• Work to complete: Reproduce all of the material below verbatim, omitting the pictures from your copy.

• Input rows:
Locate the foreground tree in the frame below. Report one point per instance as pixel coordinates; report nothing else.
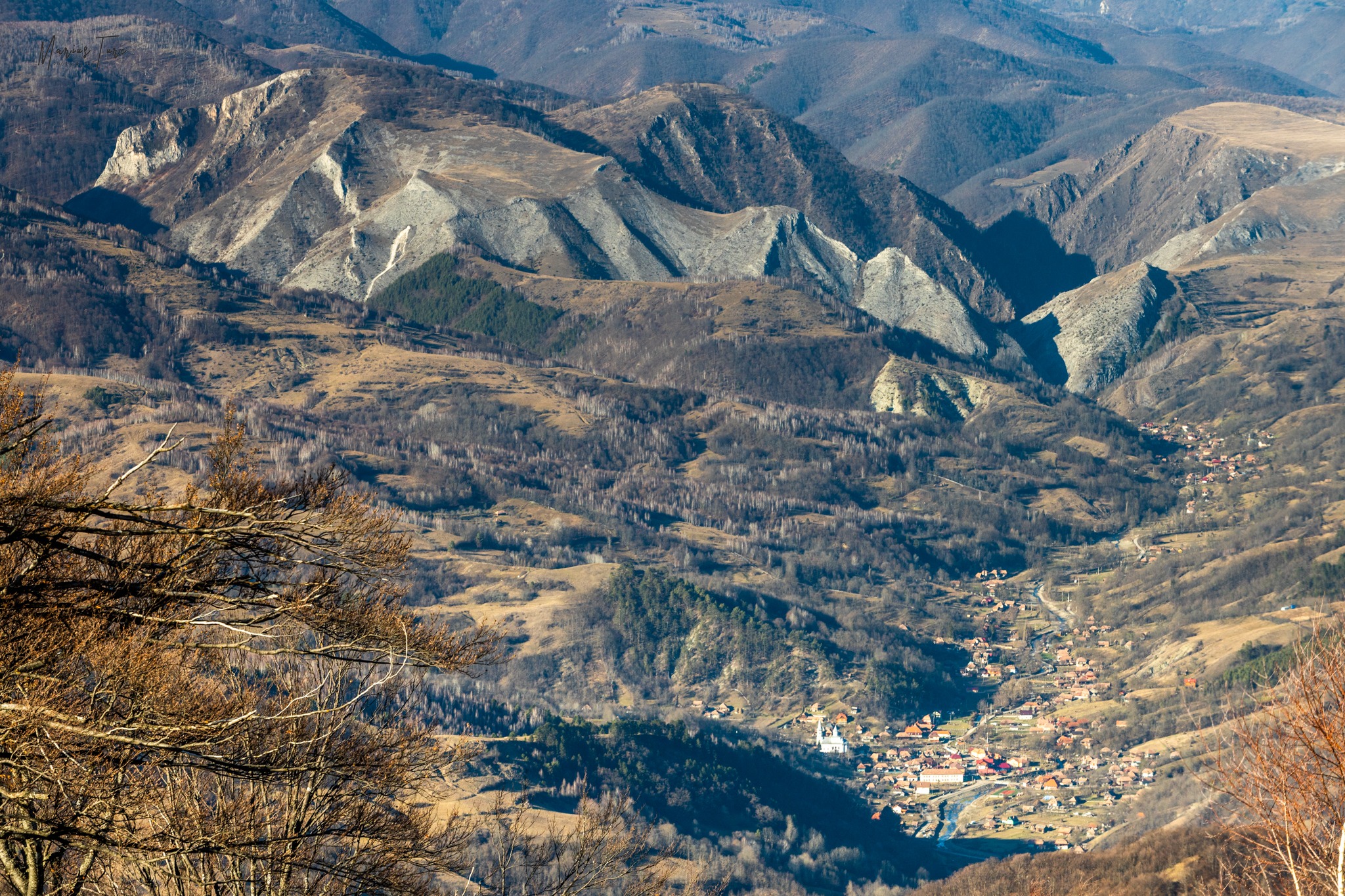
(1283, 775)
(202, 694)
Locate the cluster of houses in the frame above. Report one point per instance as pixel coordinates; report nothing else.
(1208, 450)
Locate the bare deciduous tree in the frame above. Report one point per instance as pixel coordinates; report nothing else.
(201, 695)
(1283, 774)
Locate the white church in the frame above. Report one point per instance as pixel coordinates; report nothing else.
(831, 742)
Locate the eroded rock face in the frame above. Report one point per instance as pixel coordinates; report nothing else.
(299, 183)
(917, 390)
(900, 293)
(1084, 337)
(1149, 198)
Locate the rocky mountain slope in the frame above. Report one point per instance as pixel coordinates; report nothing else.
(1228, 187)
(62, 113)
(716, 150)
(1181, 175)
(938, 92)
(340, 181)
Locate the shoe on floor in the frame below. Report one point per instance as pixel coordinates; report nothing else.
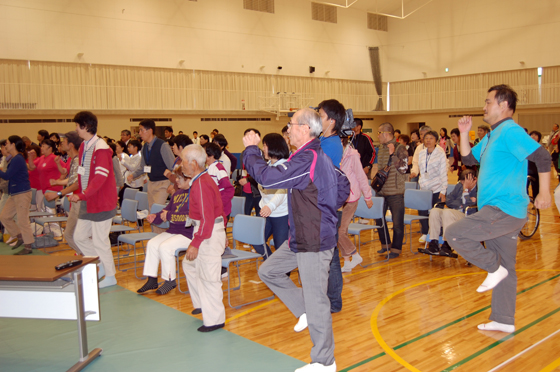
(24, 251)
(493, 279)
(447, 251)
(108, 281)
(301, 324)
(433, 248)
(205, 329)
(312, 367)
(383, 250)
(166, 287)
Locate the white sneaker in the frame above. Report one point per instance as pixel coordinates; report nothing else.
(312, 367)
(301, 324)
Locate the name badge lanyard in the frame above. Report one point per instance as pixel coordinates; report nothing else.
(189, 221)
(87, 147)
(428, 159)
(485, 146)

• Output:
Locate the foreground tree in the frame below. Report one point per instance as pixel coordinates; report nothing else.
(1283, 775)
(202, 694)
Locate the cluster of houses in the frame above. Report one point per instance as pixel coordinates; report nothing else.
(1208, 450)
Locate the bare deciduous tree in the frame above. Report one point per instance as pixel coordinates; report nothing else.
(201, 695)
(1283, 774)
Locate the white church in the frame above. Report one point per instance as pixel coordinates; report nothing else.
(831, 742)
Locate the eroded rock face in the frame above. Report one point per instance as pixel coordinates; report nothing else.
(299, 183)
(917, 390)
(900, 293)
(1084, 337)
(1149, 198)
Locate the rocky mountain slope in the frame above. Report one point per instance as pixel coordinates; report nothing else.
(1228, 187)
(62, 113)
(716, 150)
(1181, 175)
(938, 92)
(340, 181)
Locate the shoe on floor in the frame below. Report one point per instance as pixel coordinates; report nothing else.
(24, 251)
(493, 279)
(447, 251)
(108, 281)
(301, 324)
(433, 248)
(205, 329)
(312, 367)
(383, 250)
(166, 287)
Locate the white sneaker in the frame above. Report one point per instance as pixel coordinates; report nothing else.
(312, 367)
(301, 324)
Locate the name badge lanyard in the frame above. Report one point per instance as pixel coordinates; report nothing else.
(189, 221)
(87, 147)
(428, 159)
(485, 146)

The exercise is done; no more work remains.